SELECTED EXTRACT:
┌──
The modern PLC has a wide variety of instructions for a variety of control options. In this module we will explore and make application of the group of instructions that perform operations on bit sized data. The PLC can receive information from a variety of digital inputs such as switches and sensors. From this input information the PLC can perform control operations on discrete on-off outputs.

2.1.1 Exploration: The Relay Type Instructions

In the previous chapters several ladder logic programs were written involving the XIC command. Set up your PLC to turn on a light when a N.O. push button is pressed. The symbol for the normal output is shown in figure 2.1a and is called an OTE or Output Energize. Use a Project Planning Sheet and draw the ladder diagram and the wiring diagram. Have the instructor review your sheet then program the PLC and run the program. Note carefully on your ladder the address of the input switch and the output light.

OTE
Output Enable / ---( ) ---
OTL
Output Latch / ---(L)---
OTU
Output Unlatch / ---(U)---

Figure 2.1a

On your PPS draw a table showing the light condition for each switch condition. Label the output column as OTE.

Modify your program to replace the OTE type output with the OTL. This symbol is shown in figure 2.1a. Run this version of the program and add the output conditions to your table of light conditions under an OTL column.

Cycle the power to your PLC (turn it off and back on). Record the output conditions after the power cycling process.

Questions:

1. When the input switch is on, using an OTL instruction, what is the output state?

1. What effect did turning off the power have on the output condition with the OTL instruction?

1. Can you think of some times this may not be a desirable behavior for the PLC?
└──
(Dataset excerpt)
┌──
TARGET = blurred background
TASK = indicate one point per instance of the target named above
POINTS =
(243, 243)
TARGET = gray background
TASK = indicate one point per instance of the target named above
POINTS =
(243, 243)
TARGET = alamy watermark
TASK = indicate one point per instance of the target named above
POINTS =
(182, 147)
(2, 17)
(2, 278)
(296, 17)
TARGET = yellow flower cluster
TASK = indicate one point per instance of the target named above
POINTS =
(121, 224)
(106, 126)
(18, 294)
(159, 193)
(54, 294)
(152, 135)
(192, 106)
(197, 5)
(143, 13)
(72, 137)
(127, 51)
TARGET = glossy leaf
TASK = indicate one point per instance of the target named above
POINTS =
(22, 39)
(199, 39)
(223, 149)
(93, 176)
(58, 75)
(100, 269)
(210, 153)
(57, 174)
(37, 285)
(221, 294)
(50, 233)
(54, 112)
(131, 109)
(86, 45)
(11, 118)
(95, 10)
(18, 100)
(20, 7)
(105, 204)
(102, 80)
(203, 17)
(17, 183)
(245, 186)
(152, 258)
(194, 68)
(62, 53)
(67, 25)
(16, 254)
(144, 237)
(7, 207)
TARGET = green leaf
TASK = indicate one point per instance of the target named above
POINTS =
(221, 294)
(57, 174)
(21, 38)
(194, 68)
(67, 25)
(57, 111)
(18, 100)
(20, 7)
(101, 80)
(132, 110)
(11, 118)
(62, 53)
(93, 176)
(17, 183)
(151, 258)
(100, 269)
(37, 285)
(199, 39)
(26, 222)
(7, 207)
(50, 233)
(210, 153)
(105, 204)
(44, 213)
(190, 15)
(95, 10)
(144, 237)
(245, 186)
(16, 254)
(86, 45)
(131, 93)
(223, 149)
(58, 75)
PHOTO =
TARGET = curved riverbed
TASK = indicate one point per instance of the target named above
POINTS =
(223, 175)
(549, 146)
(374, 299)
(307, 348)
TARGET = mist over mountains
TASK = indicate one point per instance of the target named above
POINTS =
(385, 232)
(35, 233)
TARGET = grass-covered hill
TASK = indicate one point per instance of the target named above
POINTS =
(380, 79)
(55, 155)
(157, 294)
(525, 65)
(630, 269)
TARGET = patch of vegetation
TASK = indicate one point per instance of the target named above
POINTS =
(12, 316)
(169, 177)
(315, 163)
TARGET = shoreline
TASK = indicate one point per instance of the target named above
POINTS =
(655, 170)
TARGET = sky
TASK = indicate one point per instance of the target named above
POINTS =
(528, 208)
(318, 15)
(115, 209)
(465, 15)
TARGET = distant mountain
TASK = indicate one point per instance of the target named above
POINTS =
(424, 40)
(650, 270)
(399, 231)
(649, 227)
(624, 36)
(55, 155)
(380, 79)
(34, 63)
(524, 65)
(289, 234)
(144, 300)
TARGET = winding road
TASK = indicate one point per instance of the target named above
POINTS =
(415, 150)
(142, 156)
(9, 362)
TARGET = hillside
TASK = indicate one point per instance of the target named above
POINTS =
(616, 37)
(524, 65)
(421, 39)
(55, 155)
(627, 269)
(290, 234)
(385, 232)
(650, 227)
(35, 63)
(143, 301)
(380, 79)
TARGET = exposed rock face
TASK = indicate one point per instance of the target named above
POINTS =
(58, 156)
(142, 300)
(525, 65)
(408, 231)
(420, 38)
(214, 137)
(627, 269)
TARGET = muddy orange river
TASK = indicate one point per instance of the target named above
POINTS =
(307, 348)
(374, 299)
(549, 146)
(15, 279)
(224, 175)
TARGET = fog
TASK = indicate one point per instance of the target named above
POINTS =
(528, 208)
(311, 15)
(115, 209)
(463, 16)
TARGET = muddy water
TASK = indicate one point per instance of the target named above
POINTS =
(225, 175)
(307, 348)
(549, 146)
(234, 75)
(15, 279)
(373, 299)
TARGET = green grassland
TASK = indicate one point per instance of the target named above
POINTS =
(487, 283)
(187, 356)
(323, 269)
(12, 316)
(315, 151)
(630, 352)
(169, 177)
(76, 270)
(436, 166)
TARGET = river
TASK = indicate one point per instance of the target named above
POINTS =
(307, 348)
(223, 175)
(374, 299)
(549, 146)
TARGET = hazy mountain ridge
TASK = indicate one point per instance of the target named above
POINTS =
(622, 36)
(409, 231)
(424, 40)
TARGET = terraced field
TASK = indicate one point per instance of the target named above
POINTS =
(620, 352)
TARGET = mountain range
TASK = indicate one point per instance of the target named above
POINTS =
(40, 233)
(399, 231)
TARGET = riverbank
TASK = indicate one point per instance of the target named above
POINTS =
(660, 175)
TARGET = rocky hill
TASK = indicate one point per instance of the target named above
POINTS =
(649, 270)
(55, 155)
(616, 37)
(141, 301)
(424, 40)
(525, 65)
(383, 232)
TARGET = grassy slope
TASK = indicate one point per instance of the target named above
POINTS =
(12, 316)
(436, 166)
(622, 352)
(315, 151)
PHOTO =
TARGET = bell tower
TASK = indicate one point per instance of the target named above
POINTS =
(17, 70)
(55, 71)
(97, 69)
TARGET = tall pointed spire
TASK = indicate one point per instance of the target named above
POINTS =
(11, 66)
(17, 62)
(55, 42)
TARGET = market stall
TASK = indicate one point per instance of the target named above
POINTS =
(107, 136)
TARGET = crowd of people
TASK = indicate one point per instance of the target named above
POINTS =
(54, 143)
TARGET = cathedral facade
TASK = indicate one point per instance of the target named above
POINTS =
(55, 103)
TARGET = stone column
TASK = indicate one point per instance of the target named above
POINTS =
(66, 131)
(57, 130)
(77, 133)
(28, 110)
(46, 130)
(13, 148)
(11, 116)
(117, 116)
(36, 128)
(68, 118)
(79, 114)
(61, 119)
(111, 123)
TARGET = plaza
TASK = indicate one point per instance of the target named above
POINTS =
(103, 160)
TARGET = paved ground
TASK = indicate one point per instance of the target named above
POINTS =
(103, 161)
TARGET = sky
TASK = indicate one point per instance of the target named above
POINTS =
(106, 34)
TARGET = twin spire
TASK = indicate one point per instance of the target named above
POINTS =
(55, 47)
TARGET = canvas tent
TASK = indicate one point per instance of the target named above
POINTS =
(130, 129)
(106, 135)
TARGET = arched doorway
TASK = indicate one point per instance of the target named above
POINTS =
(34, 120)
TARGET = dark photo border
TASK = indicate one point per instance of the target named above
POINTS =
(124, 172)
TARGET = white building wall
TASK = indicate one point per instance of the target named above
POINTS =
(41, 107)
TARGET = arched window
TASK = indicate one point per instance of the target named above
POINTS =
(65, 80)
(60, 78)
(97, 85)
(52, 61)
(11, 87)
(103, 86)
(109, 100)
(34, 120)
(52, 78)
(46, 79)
└──
WHAT YOU WILL DO:
a: According to the PLC bit instructions text, what information does the PLC use to control its discrete on-off outputs?
b: Print the lines of the records from the one containing "TARGET = paved ground" through the end of the records, inclusive.

WORKED ANSWERS:
a: The PLC uses information it receives from digital inputs, such as switches and sensors. From that input information it performs control operations on discrete on-off outputs.

b:
TARGET = paved ground
TASK = indicate one point per instance of the target named above
POINTS =
(103, 161)
TARGET = sky
TASK = indicate one point per instance of the target named above
POINTS =
(106, 34)
TARGET = twin spire
TASK = indicate one point per instance of the target named above
POINTS =
(55, 47)
TARGET = canvas tent
TASK = indicate one point per instance of the target named above
POINTS =
(130, 129)
(106, 135)
TARGET = arched doorway
TASK = indicate one point per instance of the target named above
POINTS =
(34, 120)
TARGET = dark photo border
TASK = indicate one point per instance of the target named above
POINTS =
(124, 172)
TARGET = white building wall
TASK = indicate one point per instance of the target named above
POINTS =
(41, 107)
TARGET = arched window
TASK = indicate one point per instance of the target named above
POINTS =
(65, 80)
(60, 78)
(97, 85)
(52, 61)
(11, 87)
(103, 86)
(109, 100)
(34, 120)
(52, 78)
(46, 79)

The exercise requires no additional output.